___ Text segment
JAN 12, 2021

Killer Control: Engineered Stem Cells Dodge Transplant Rejection

WRITTEN BY: Tara Fernandes

The first organ transplant—performed over 60 years ago—was a success because the donor and recipient were identical twins. It’s much riskier for patients receiving tissues from an unrelated donor due to mismatched gene variants that encode for molecules that decorate the surface of cells known as the major histocompatibility complex (MHC). 

Foreign MHCs are perceived as a threat by the immune system, which immediately sets to work, destroying the transplanted tissue. To sidestep this response, patients who have received organ transplants have to take a lifelong course of immunosuppressant drugs. Pharmaceutically dampening immunity is far from ideal for these patients; the immune system is there to shield us from a constant barrage of pathogenic threats.

"As a cardiac surgeon, I would love to put myself out of business by being able to implant healthy cardiac cells to repair heart disease," explained Tobias Deuse, lead author in a recent study published in the Journal of Experimental Medicine, which explores novel solutions for these ongoing challenges in regenerative medicine.

"And there are tremendous hopes to one day have the ability to implant insulin-producing cells in patients with diabetes or to inject cancer patients with immune cells engineered to seek and destroy tumors,” added Deuse.

According to Deuse, evading immediate rejection of transplanted tissues by the immune system is the holy grail. 

Deuse and colleagues at UC San Francisco have identified a way to achieve this by leveraging the immunobiology of stem cells. Specifically, they have developed a method for disarming the immune system's natural killer (NK) cells. These NK cells strongly influence the rejection or tolerance of transplanted tissues—if activated after implantation of the donor tissue, they flood the body with a cocktail of chemokines and cytokines that orchestrate the immune response. Reigning in these NK responses is, therefore, a key part of keeping transplanted organs safe.
______
Work task 1:
Update the article on stem cells and transplant rejection, starting with "JAN 12, 2021" and going on through "histocompatibility complex (MHC).", and replace "donor" with "provider".
Work task 2:
Go on with the article on engineered stem cells and transplant rejection from the point at which it stops.
The listing after this article is separate material.
___ Dataset excerpts
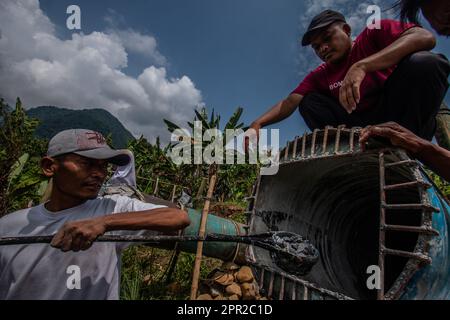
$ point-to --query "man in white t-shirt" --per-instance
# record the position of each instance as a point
(73, 266)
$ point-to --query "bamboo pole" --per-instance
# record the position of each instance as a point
(174, 191)
(155, 192)
(201, 233)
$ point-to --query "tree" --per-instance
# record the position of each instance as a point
(19, 158)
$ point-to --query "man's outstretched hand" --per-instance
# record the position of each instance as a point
(397, 135)
(349, 93)
(78, 235)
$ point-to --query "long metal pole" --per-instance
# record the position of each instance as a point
(201, 233)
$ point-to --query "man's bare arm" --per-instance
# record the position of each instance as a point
(278, 112)
(412, 40)
(79, 235)
(437, 158)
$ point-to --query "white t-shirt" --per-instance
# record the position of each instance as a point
(39, 271)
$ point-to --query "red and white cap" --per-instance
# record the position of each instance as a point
(86, 143)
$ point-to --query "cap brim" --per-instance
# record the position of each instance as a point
(306, 40)
(118, 157)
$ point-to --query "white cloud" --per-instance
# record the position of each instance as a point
(86, 71)
(139, 43)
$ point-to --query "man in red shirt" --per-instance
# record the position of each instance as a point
(385, 74)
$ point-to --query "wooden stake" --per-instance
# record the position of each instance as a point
(201, 233)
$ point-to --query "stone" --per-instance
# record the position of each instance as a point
(244, 274)
(234, 289)
(204, 296)
(215, 291)
(249, 291)
(174, 287)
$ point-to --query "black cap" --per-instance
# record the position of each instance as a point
(323, 19)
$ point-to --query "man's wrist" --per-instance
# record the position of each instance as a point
(424, 147)
(362, 65)
(256, 124)
(106, 223)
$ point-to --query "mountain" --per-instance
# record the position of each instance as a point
(55, 119)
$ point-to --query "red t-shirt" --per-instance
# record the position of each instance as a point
(327, 78)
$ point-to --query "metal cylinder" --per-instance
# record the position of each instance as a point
(360, 209)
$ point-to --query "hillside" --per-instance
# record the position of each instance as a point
(55, 119)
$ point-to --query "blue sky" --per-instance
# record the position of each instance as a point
(221, 53)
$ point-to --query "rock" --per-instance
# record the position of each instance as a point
(249, 291)
(224, 279)
(174, 287)
(215, 291)
(244, 274)
(234, 289)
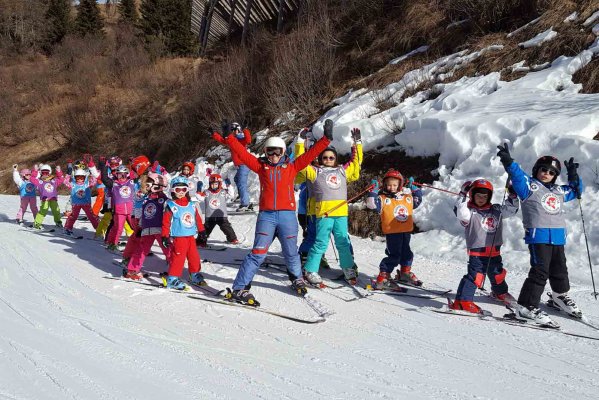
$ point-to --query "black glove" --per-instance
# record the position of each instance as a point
(202, 238)
(328, 129)
(504, 155)
(572, 168)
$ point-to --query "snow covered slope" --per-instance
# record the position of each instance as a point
(68, 333)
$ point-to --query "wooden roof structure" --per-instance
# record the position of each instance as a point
(219, 18)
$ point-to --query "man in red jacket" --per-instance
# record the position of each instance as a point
(243, 171)
(277, 208)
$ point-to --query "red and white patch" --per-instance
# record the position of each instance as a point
(401, 213)
(551, 203)
(489, 224)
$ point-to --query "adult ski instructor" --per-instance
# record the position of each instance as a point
(277, 208)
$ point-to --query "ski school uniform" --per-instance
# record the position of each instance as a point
(397, 223)
(28, 195)
(48, 190)
(545, 232)
(277, 209)
(181, 221)
(329, 189)
(483, 228)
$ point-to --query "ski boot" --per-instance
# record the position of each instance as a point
(242, 296)
(405, 275)
(197, 279)
(299, 286)
(564, 303)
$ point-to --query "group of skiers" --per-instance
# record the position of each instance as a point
(156, 206)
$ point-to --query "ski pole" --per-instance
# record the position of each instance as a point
(586, 241)
(348, 200)
(432, 187)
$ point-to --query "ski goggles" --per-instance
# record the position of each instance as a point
(274, 151)
(548, 171)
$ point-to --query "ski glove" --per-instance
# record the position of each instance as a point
(572, 168)
(504, 155)
(328, 129)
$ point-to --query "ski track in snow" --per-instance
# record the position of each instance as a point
(70, 334)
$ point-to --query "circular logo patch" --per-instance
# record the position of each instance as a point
(551, 203)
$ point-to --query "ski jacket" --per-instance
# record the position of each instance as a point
(276, 181)
(244, 138)
(542, 206)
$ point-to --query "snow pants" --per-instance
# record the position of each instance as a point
(283, 225)
(547, 261)
(398, 252)
(224, 225)
(138, 255)
(324, 227)
(26, 201)
(477, 269)
(53, 205)
(87, 209)
(240, 179)
(184, 248)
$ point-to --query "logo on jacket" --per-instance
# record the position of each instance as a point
(489, 224)
(333, 181)
(551, 203)
(401, 213)
(150, 210)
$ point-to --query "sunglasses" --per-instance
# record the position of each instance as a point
(277, 151)
(548, 171)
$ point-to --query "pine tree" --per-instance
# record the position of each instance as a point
(128, 11)
(88, 21)
(58, 17)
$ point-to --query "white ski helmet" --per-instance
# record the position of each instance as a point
(275, 142)
(46, 167)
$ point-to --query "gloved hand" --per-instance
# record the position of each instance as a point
(504, 155)
(572, 168)
(202, 239)
(328, 129)
(465, 188)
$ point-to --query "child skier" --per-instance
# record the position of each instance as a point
(277, 208)
(26, 191)
(150, 225)
(181, 221)
(395, 203)
(47, 185)
(215, 209)
(545, 232)
(483, 226)
(80, 185)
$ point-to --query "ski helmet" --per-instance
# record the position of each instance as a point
(550, 163)
(481, 186)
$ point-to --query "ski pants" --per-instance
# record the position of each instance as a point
(240, 179)
(477, 269)
(53, 205)
(118, 224)
(324, 227)
(310, 235)
(144, 246)
(270, 224)
(547, 261)
(224, 225)
(184, 248)
(30, 201)
(87, 209)
(398, 252)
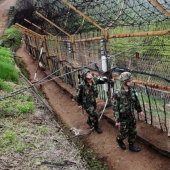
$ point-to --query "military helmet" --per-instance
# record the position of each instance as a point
(125, 76)
(84, 72)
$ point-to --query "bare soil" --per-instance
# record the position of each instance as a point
(104, 144)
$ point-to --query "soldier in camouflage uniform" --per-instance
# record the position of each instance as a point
(86, 97)
(125, 103)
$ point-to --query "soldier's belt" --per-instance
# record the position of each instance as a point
(127, 114)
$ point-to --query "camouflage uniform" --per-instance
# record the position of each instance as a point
______
Task response 1:
JAN 12, 2021

Killer Control: Engineered Stem Cells Dodge Transplant Rejection

WRITTEN BY: Tara Fernandes

The first organ transplant—performed over 60 years ago—was a success because the provider and recipient were identical twins. It’s much riskier for patients receiving tissues from an unrelated provider due to mismatched gene variants that encode for molecules that decorate the surface of cells known as the major histocompatibility complex (MHC).

Task response 2:
Their stem cell-based approach was inspired by work in growing so-called “hypoimmune” cells in the lab. These genetically-engineered cells have in-built elements to turn off immune checkpoints—the activation switches of the immune system. Hypoimmune cells are designed to express high levels of a protein called CD47, which disarms specific innate immune cells via the SIRPα immune checkpoint, lulling them into a sense of security. 

Interestingly, the team found that this mechanism was particularly effective for evading NK cells. A deeper dive revealed that NK cells start to express SIRPα after activation by cytokines as inflammation begins to ramp up.

The clinical significance of this discovery can not be understated, say regenerative medicine scientists. "NK cells have been a major barrier to the field's growing interest in developing universal cell therapy products that can be transplanted "off the shelf" without rejection, so these results are extremely promising," said Lewis Lanier, a world-renowned expert in NK cell biology.